Your objective
Please reproduce the rows below word for word, omitting the pictures.

(Labeled region records)
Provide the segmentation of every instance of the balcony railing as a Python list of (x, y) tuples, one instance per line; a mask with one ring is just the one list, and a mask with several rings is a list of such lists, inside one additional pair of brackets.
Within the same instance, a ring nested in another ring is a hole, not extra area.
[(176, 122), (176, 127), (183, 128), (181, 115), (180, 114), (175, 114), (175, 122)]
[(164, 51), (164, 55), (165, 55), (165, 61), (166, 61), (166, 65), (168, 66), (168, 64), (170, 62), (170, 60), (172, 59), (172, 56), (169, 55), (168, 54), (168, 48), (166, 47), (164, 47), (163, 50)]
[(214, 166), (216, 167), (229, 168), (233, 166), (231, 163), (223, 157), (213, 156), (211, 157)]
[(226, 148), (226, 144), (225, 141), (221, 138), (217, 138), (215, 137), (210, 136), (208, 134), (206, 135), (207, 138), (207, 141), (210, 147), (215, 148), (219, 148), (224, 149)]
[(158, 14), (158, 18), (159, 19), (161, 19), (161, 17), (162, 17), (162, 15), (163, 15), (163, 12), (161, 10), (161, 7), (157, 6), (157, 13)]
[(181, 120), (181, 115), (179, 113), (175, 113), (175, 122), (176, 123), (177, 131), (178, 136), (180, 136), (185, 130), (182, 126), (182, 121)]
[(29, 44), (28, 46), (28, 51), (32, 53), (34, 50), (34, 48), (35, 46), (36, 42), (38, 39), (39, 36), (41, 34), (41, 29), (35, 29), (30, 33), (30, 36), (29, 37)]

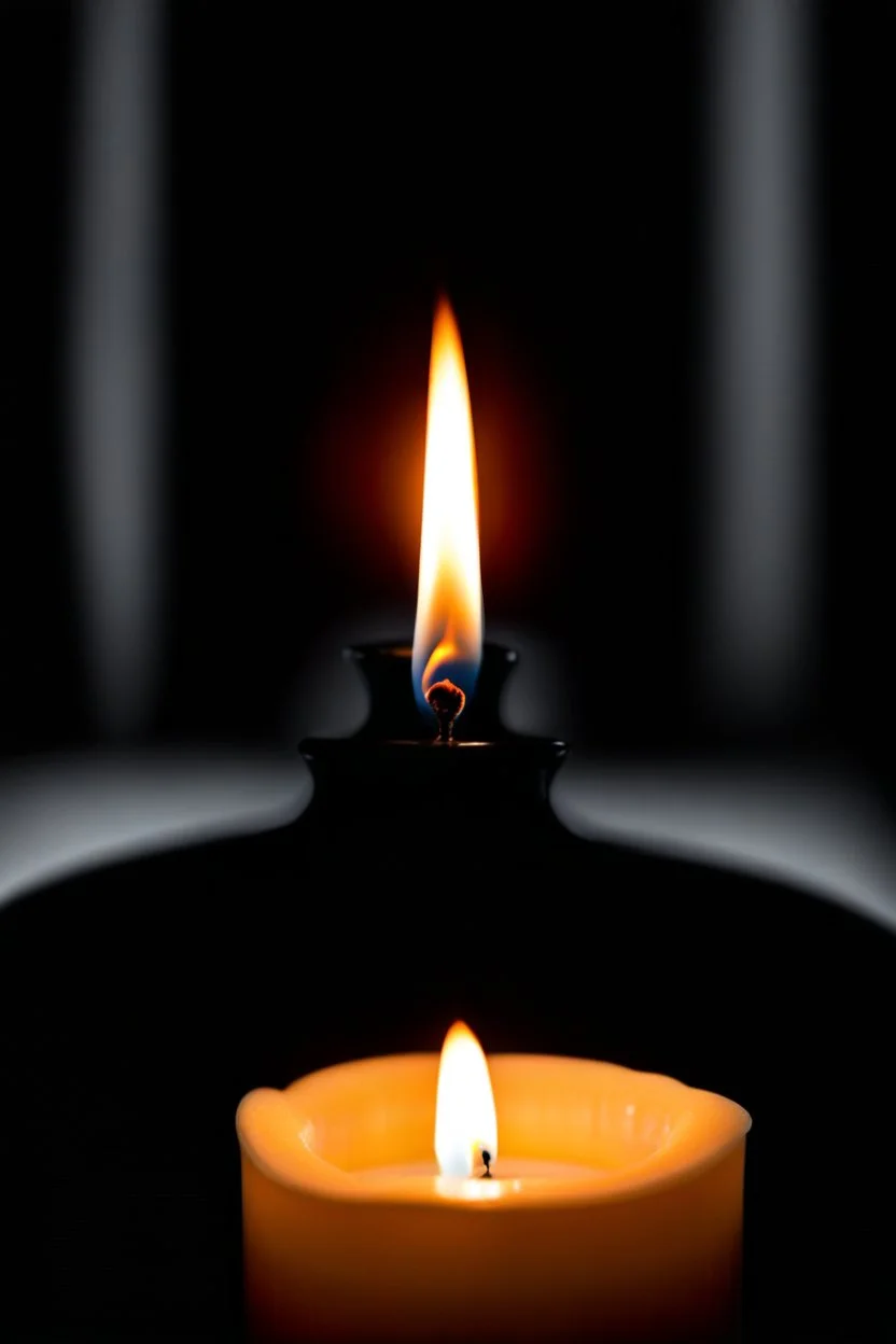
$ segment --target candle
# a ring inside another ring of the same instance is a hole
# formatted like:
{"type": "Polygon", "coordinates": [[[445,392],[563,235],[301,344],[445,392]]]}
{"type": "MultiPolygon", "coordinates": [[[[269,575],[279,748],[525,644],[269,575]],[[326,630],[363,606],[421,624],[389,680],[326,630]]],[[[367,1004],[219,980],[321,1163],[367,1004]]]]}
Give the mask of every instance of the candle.
{"type": "Polygon", "coordinates": [[[337,1064],[236,1117],[257,1344],[697,1344],[737,1314],[737,1105],[656,1074],[496,1055],[337,1064]]]}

Finished exercise
Provide the segmentation of every instance of the balcony railing as a Python list of (x, y) tuples, one instance per line; a mask with one ring is just the one list, and a mask with several rings is a list of such lists, inside one additional pair of brackets.
Within the same instance, a ring nested in another ring is a hole, not extra area.
[(176, 122), (176, 127), (183, 128), (181, 115), (180, 114), (175, 114), (175, 122)]
[(164, 51), (164, 55), (165, 55), (165, 61), (166, 61), (166, 65), (168, 66), (168, 64), (170, 62), (170, 60), (172, 59), (172, 56), (169, 55), (168, 54), (168, 48), (166, 47), (164, 47), (163, 50)]
[(214, 166), (216, 167), (229, 168), (233, 166), (231, 163), (223, 157), (213, 156), (211, 157)]
[(226, 148), (226, 144), (225, 141), (221, 138), (217, 138), (215, 137), (210, 136), (208, 134), (206, 135), (207, 138), (207, 141), (210, 147), (215, 148), (219, 148), (224, 149)]
[(158, 14), (158, 18), (159, 19), (161, 19), (161, 17), (162, 17), (162, 15), (163, 15), (163, 12), (161, 10), (161, 7), (157, 6), (157, 13)]
[(181, 120), (181, 115), (179, 113), (175, 113), (175, 122), (176, 123), (177, 131), (178, 136), (180, 136), (185, 130), (182, 126), (182, 121)]
[(29, 44), (28, 46), (28, 51), (32, 53), (34, 50), (34, 48), (35, 46), (36, 42), (38, 39), (39, 36), (41, 34), (41, 29), (35, 29), (30, 33), (30, 36), (29, 37)]

$ segment --target candle
# a ring inside another ring of the same instance is a hole
# formatted like:
{"type": "Polygon", "coordinates": [[[445,392],[563,235],[301,344],[445,392]]]}
{"type": "MultiPolygon", "coordinates": [[[[269,575],[279,748],[525,644],[269,575]],[[326,630],[363,606],[421,624],[389,680],[326,630]]],[[[367,1004],[219,980],[321,1163],[367,1004]]]]}
Give the mask of every instance of the candle.
{"type": "Polygon", "coordinates": [[[337,1064],[236,1117],[257,1344],[697,1344],[737,1314],[737,1105],[656,1074],[496,1055],[337,1064]]]}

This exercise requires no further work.